■ **OPDRACHT A**
Beantwoord de onderstaande vragen aan de hand van het artikel.
(i) Wat is volgens het artikel het gevolg als de VS consensus onthoudt aan het onderhandelingsresultaat?
(ii) Welke inwerkingtredingsbepaling zou het protocol moeten hebben om in werking te kunnen treden wanneer de VS het niet ondertekent?
(iii) Bij welk verdrag hangt de inwerkingtreding af van ratificatie door een aantal bepaalde staten?
= = =
Welke gevolgen kan de huidige situatie hebben voor de uiteindelijke inwerkingtreding van het verdrag?

Een antwoord op deze vraag is op dit moment nogal speculatief en zal in eerste instantie afhangen van de vorm die de Amerikaanse tegenwerpingen zullen nemen. Indien de VS consensus onthoudt aan het onderhandelingsresultaat (zie onder vraag 3), komt er geen Protocol tot stand. Mocht de VS totstandkoming van een Protocol niet tegenhouden, doch daarbij aangeven dat het niet tot ondertekening zal overgaan, is het niet onmogelijk dat het protocol in werking treedt. Hiervoor zou het protocol wel een enkelvoudig numerieke inwerkingtredingsbepaling dienen te hebben, zoals door Nederland en een aantal andere landen gepropageerd. Een aantal andere landen willen de inwerkingtreding laten afhangen van ratificatie door een aantal bepaalde staten, zoals ook bij het CTBT het geval is.
= = =
■ **OPDRACHT B**
Geef het deel van de vermeldingen weer als een JSON-lijst van strings, met één string per regel en zonder lege regels. Het gaat om het deel dat opent met de regel die "Where can the blue pen be" bevat en sluit met de regel die "(1071, 173)" bevat, beide regels inbegrepen.

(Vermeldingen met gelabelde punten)
= = =
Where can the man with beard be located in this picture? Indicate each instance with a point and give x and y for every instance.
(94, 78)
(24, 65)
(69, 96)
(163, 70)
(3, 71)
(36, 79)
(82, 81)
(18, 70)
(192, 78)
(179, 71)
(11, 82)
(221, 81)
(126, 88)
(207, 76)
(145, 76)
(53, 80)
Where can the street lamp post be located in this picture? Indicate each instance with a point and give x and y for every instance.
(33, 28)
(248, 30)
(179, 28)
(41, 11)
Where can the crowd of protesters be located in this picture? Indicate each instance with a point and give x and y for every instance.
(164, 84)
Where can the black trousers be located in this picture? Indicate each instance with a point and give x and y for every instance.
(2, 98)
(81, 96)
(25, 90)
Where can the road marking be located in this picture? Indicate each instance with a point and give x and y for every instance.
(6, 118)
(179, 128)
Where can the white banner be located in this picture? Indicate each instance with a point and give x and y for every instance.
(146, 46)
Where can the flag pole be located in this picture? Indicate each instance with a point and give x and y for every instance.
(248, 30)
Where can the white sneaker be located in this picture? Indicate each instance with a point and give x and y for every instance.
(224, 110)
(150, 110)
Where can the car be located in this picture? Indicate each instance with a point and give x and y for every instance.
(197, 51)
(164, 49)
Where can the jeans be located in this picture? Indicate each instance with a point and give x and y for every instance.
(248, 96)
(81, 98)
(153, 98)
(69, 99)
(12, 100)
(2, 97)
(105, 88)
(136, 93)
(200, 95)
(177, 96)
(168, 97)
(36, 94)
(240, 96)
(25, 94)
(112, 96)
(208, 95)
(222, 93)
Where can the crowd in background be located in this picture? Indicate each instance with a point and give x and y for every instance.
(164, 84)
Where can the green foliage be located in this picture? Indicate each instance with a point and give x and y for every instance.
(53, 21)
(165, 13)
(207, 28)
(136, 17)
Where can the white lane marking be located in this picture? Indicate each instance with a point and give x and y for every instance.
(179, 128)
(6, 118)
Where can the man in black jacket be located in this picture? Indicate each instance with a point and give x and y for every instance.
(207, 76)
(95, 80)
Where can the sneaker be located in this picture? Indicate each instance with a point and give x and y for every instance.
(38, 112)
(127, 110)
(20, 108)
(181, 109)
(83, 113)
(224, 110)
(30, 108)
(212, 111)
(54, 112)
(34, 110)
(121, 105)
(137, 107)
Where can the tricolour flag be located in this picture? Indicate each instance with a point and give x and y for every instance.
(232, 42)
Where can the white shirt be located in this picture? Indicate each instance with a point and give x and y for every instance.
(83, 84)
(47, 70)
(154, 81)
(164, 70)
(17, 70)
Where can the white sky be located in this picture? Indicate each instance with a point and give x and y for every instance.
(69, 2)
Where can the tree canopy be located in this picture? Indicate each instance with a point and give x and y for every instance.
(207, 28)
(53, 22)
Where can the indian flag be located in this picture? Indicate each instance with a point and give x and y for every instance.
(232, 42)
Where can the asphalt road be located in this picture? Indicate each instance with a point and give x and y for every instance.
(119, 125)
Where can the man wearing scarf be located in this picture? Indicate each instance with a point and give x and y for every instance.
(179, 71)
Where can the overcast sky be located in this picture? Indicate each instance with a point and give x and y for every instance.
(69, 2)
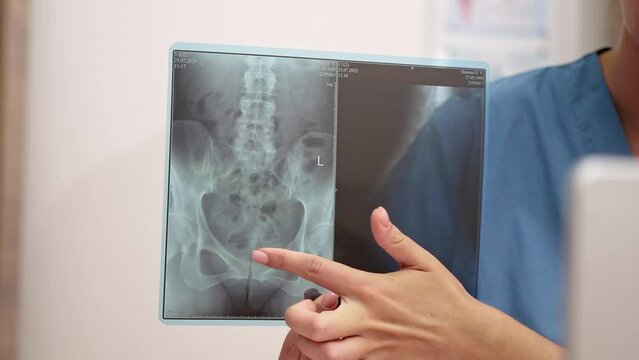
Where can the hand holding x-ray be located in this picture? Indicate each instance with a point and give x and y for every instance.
(421, 311)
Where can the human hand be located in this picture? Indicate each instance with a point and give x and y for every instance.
(289, 351)
(419, 312)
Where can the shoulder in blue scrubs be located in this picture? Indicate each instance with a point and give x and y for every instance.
(540, 123)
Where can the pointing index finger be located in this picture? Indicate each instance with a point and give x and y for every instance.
(332, 275)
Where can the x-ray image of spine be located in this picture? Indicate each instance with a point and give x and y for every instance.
(251, 166)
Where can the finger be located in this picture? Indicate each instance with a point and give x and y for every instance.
(327, 302)
(348, 348)
(326, 273)
(407, 252)
(304, 319)
(289, 349)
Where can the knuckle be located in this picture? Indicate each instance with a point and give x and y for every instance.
(330, 351)
(318, 330)
(289, 315)
(314, 267)
(289, 350)
(280, 261)
(396, 237)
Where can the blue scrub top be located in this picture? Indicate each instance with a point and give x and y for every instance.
(539, 124)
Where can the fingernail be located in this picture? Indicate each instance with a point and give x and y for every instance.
(329, 301)
(384, 219)
(312, 294)
(259, 257)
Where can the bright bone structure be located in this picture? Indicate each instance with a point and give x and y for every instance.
(263, 188)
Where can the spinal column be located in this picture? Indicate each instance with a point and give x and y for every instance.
(254, 145)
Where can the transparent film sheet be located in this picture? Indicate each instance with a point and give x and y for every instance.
(275, 150)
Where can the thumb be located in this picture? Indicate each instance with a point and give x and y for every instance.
(407, 252)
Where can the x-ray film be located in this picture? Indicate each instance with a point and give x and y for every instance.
(294, 149)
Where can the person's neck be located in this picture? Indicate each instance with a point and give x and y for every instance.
(621, 71)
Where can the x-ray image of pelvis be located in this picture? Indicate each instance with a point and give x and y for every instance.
(251, 165)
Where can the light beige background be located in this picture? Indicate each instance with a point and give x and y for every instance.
(95, 161)
(95, 132)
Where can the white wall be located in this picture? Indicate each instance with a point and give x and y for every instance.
(95, 160)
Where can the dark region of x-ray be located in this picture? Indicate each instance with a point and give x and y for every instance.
(292, 152)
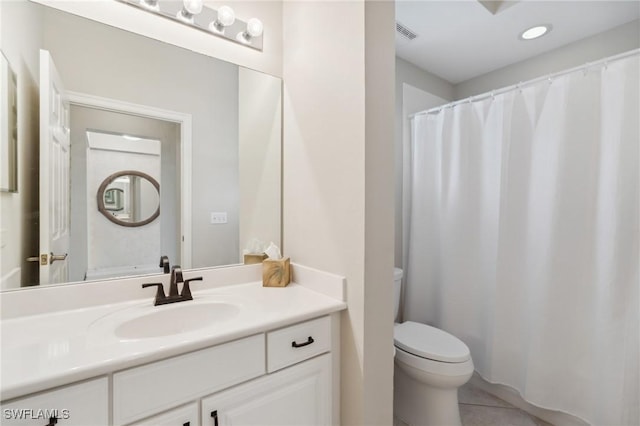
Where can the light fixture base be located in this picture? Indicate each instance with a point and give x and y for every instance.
(172, 9)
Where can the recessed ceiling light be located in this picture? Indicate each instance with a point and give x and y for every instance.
(535, 32)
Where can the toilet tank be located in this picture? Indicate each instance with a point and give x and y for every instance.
(397, 288)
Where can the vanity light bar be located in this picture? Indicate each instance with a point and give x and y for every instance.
(219, 23)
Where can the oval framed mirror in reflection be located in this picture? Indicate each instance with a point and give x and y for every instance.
(129, 198)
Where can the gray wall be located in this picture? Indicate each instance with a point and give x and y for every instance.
(167, 133)
(618, 40)
(408, 74)
(112, 63)
(621, 39)
(20, 37)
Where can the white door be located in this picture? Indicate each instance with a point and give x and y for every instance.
(54, 174)
(296, 396)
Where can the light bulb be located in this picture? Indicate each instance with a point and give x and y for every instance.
(189, 9)
(226, 17)
(193, 6)
(535, 32)
(255, 27)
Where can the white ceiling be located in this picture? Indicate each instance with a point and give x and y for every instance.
(461, 39)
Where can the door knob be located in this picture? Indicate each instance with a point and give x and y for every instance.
(43, 259)
(54, 257)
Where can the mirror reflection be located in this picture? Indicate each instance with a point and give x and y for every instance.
(129, 198)
(218, 127)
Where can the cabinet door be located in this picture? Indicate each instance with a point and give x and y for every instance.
(296, 396)
(84, 404)
(183, 416)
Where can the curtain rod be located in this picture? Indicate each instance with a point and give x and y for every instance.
(520, 85)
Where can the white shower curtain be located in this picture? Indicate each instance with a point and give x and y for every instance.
(523, 238)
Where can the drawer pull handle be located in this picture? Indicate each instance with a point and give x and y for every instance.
(299, 345)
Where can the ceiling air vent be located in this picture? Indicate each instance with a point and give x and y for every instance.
(405, 32)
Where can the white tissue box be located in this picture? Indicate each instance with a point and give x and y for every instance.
(276, 273)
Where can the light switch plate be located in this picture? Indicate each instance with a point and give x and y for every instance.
(218, 218)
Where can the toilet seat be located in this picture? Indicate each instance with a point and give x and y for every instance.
(430, 343)
(434, 368)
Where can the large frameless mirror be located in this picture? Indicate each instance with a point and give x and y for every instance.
(218, 154)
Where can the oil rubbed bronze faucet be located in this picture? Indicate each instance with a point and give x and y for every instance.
(174, 296)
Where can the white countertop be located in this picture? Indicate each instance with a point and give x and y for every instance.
(58, 348)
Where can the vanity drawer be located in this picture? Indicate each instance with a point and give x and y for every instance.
(143, 391)
(81, 404)
(183, 416)
(293, 344)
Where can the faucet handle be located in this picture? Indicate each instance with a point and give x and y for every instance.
(159, 293)
(186, 291)
(164, 263)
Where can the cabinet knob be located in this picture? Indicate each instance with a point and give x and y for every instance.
(299, 345)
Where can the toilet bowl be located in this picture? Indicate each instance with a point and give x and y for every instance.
(430, 366)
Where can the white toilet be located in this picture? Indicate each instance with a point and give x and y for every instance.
(431, 365)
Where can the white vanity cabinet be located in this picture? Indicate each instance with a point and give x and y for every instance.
(183, 416)
(297, 396)
(152, 388)
(81, 404)
(284, 376)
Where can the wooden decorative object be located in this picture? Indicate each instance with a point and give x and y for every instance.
(250, 259)
(276, 273)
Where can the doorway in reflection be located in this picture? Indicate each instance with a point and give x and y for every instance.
(105, 144)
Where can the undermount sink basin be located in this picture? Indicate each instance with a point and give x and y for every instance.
(168, 320)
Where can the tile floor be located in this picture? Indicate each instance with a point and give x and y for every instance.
(480, 408)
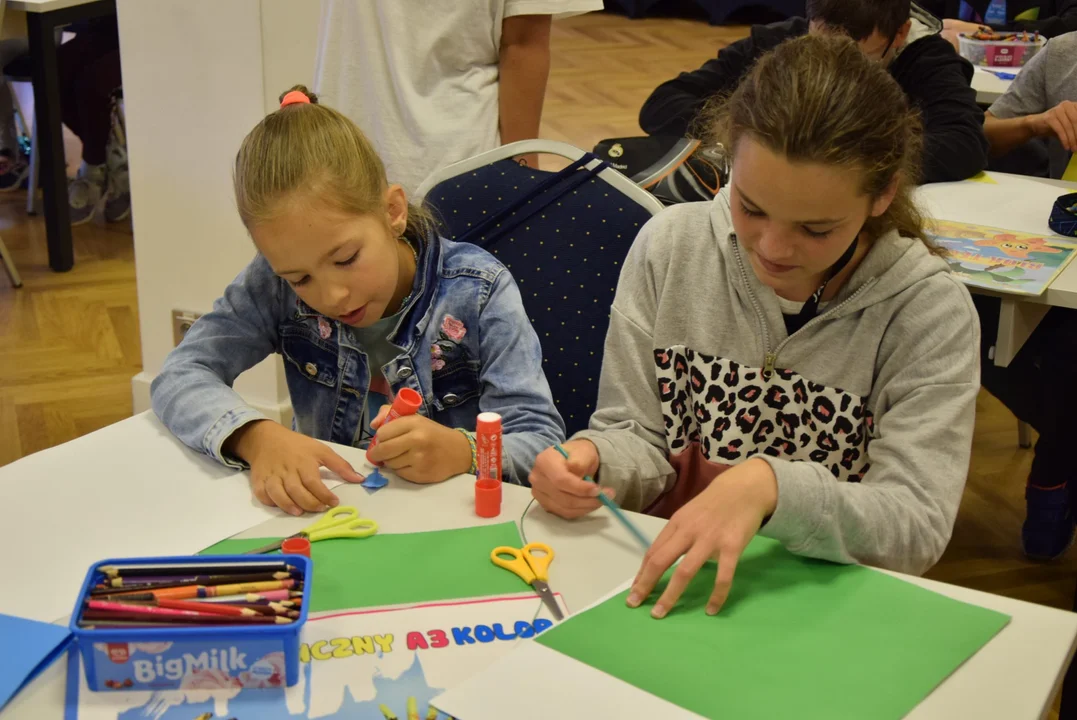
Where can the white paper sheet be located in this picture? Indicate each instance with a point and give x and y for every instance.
(533, 682)
(128, 490)
(506, 689)
(1007, 201)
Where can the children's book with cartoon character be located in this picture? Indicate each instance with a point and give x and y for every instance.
(1003, 260)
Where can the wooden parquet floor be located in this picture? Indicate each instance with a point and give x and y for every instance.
(69, 343)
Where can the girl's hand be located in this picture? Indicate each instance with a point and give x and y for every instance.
(420, 450)
(558, 483)
(284, 466)
(717, 523)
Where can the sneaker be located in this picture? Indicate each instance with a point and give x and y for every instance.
(117, 197)
(84, 193)
(1048, 530)
(17, 173)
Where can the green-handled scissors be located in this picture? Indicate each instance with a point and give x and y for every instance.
(531, 568)
(343, 521)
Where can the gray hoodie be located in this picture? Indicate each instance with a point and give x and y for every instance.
(865, 413)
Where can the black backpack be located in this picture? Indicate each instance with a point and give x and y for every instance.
(672, 169)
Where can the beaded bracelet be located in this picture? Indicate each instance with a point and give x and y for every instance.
(471, 442)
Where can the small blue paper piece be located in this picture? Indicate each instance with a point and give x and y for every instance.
(375, 481)
(27, 647)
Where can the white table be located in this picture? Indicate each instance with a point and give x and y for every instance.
(1015, 202)
(989, 86)
(1013, 677)
(42, 18)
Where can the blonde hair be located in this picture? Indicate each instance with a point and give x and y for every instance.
(820, 99)
(319, 151)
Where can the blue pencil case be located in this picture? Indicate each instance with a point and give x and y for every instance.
(191, 658)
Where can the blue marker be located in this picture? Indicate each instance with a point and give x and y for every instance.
(617, 512)
(375, 480)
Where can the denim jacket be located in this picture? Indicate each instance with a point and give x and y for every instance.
(465, 344)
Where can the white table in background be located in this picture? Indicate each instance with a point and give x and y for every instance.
(42, 18)
(1013, 202)
(989, 86)
(1013, 677)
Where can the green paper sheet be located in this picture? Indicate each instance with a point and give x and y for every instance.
(413, 567)
(797, 638)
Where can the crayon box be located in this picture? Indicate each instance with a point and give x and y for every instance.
(191, 657)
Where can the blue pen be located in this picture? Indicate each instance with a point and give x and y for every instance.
(617, 512)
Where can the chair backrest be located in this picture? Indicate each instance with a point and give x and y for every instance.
(563, 236)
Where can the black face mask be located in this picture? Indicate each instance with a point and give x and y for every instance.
(794, 323)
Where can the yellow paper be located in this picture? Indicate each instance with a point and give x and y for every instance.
(982, 177)
(1071, 173)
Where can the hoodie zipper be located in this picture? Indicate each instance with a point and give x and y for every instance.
(770, 356)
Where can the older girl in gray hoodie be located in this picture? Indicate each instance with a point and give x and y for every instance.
(792, 356)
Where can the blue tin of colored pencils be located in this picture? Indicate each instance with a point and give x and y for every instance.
(127, 654)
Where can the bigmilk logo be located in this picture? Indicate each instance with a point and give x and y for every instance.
(227, 660)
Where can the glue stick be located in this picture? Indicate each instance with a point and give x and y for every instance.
(406, 403)
(488, 465)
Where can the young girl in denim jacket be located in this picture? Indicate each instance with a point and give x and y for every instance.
(358, 293)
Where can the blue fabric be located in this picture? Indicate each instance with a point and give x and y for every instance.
(564, 237)
(27, 647)
(995, 13)
(1063, 219)
(465, 347)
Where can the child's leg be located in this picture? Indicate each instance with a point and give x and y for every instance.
(89, 74)
(1039, 387)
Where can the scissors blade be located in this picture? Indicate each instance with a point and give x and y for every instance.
(547, 597)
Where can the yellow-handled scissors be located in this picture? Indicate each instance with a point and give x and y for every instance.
(531, 568)
(341, 521)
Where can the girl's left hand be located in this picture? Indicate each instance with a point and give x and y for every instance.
(717, 523)
(420, 450)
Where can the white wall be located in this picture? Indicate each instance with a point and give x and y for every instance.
(198, 74)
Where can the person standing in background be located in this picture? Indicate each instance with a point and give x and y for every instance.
(431, 82)
(1047, 17)
(91, 92)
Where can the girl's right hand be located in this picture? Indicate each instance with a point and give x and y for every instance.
(285, 467)
(558, 483)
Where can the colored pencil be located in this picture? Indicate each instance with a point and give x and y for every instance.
(199, 580)
(196, 619)
(136, 581)
(165, 611)
(191, 592)
(195, 568)
(617, 513)
(207, 608)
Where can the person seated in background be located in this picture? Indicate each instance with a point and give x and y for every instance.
(894, 32)
(1041, 102)
(91, 87)
(1048, 17)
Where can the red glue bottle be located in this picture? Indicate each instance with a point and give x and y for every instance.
(488, 465)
= = =
■ **UITGEWERKT ANTWOORD A**
(i) Dan komt er geen Protocol tot stand.
(ii) Een enkelvoudig numerieke inwerkingtredingsbepaling.
(iii) Bij het CTBT.

■ **UITGEWERKT ANTWOORD B**
[
  "Where can the blue pen be located in this picture? Indicate each instance with a point and give x and y for every instance.",
  "(617, 512)",
  "Where can the chair backrest be located in this picture? Indicate each instance with a point and give x and y for every instance.",
  "(563, 236)",
  "Where can the black face mask be located in this picture? Indicate each instance with a point and give x and y for every instance.",
  "(794, 323)",
  "Where can the yellow paper be located in this picture? Indicate each instance with a point and give x and y for every instance.",
  "(982, 177)",
  "(1071, 173)"
]